**Seitenauszug**:
+ + + + +

Dem Leben Stabilität geben
Ja, es gibt sie noch: die Traditionen. Aber ob sie verwirklicht werden, ist unsicher und muss oft für jede Situation neu entschieden werden. Dabei könnten sie auch Halt geben.
Meine Freundin zeigte mir stolz die ersten Bilder ihrer neugeborenen Enkelin. Mutter und Kind waren gesund und wohlauf, und die ganze Familie freute sich über den Nachwuchs. So kreiste der erste Teil unseres Gespräches natürlich um das Baby, was sich alles dadurch verändert oder neu sortiert hatte. Irgendwann fragte ich ganz naiv, wann das Kind getauft wird, und schon während ich die Frage stellte, merkte ich, dass ich von traditionellen Vorgaben ausging.

+ + + + +

**Aufgabe**:
Stimmen diese Aussagen mit dem Seitenauszug überein? Antworte jeweils mit Ja oder Nein und zitiere die entscheidenden Worte wörtlich.
1. Die Freundin zeigte Bilder ihrer neugeborenen Enkelin.
2. Die Mutter war nach der Geburt krank.
3. Im Gespräch wurde gefragt, wann das Kind getauft wird.
Die Einträge haben mit dem Seitenauszug nichts zu tun.

+ + + + +

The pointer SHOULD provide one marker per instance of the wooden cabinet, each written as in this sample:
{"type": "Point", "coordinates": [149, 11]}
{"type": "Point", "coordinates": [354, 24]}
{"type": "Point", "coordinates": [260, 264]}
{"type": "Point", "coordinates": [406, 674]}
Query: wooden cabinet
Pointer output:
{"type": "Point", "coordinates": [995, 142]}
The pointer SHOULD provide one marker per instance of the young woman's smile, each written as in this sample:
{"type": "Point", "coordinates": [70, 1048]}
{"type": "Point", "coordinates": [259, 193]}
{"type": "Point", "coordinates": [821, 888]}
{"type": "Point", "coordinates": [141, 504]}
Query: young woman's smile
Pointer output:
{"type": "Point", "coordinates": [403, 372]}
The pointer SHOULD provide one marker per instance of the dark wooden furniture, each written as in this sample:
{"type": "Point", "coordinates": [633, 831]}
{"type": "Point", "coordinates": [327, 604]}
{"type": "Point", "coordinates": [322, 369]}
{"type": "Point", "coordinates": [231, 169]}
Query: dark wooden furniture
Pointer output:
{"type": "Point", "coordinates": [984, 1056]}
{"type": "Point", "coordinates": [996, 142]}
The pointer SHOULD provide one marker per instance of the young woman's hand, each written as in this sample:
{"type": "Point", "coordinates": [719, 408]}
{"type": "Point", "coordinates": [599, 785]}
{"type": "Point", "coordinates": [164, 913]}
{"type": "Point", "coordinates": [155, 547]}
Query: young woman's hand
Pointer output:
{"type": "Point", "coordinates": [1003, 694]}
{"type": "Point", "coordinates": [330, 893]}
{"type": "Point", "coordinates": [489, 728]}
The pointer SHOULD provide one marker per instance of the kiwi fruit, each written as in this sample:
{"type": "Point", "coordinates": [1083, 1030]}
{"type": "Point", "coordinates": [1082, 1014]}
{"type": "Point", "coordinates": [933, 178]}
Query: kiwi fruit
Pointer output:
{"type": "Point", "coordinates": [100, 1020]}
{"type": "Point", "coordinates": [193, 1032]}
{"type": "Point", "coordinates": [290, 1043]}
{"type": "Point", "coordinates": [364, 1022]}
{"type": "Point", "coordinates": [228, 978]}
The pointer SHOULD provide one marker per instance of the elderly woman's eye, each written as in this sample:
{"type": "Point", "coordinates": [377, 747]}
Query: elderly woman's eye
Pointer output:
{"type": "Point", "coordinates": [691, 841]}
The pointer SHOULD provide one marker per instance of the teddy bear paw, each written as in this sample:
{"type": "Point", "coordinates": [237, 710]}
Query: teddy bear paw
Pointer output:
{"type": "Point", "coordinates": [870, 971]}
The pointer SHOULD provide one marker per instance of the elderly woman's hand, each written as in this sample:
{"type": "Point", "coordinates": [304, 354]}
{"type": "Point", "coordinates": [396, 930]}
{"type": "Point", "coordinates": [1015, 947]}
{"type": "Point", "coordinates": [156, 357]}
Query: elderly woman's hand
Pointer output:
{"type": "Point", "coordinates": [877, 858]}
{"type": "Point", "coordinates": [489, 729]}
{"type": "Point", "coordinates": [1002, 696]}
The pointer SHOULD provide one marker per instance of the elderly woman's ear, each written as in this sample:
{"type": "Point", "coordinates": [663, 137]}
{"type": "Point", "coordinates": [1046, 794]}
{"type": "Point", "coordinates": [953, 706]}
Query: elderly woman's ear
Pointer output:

+ + + + +

**Lösung**:
1. Ja: „Meine Freundin zeigte mir stolz die ersten Bilder ihrer neugeborenen Enkelin.“
2. Nein: „Mutter und Kind waren gesund und wohlauf“
3. Ja: „Irgendwann fragte ich ganz naiv, wann das Kind getauft wird“